Exercise prompt:
Retype only what runs from the line that contains "Mark every instance of the statue of" through the last line of the listing below, both lines included.

◆ ◆ ◆

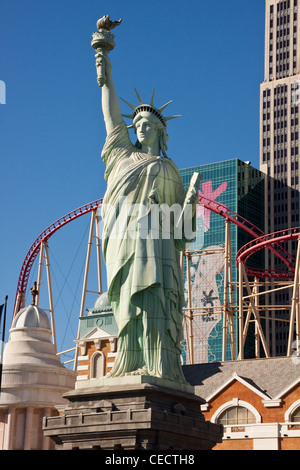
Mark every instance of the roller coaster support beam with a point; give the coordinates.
(190, 316)
(294, 318)
(242, 335)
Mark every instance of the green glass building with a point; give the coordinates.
(240, 187)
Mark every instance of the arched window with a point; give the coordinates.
(236, 415)
(97, 365)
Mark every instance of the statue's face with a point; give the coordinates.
(146, 131)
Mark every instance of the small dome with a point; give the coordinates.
(31, 317)
(102, 304)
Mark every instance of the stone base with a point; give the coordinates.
(132, 416)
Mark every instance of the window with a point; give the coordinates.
(236, 415)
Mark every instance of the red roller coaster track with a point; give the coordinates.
(261, 240)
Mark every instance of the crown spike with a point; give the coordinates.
(164, 106)
(138, 97)
(152, 98)
(128, 104)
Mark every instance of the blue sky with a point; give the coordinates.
(205, 56)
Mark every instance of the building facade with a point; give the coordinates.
(279, 141)
(239, 187)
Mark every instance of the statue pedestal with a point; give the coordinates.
(132, 415)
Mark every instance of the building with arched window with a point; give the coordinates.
(257, 401)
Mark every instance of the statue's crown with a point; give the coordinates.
(143, 107)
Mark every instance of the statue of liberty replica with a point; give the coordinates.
(142, 259)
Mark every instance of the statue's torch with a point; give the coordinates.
(103, 43)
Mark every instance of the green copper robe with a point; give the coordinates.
(145, 286)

◆ ◆ ◆

Result of the task:
Mark every instance of the statue of liberty replica with a point; give the coordinates.
(142, 259)
Mark every instance of the statue's torch with a point; give the coordinates.
(103, 43)
Mark every instance of the green copper robe with a point; give the coordinates.
(145, 286)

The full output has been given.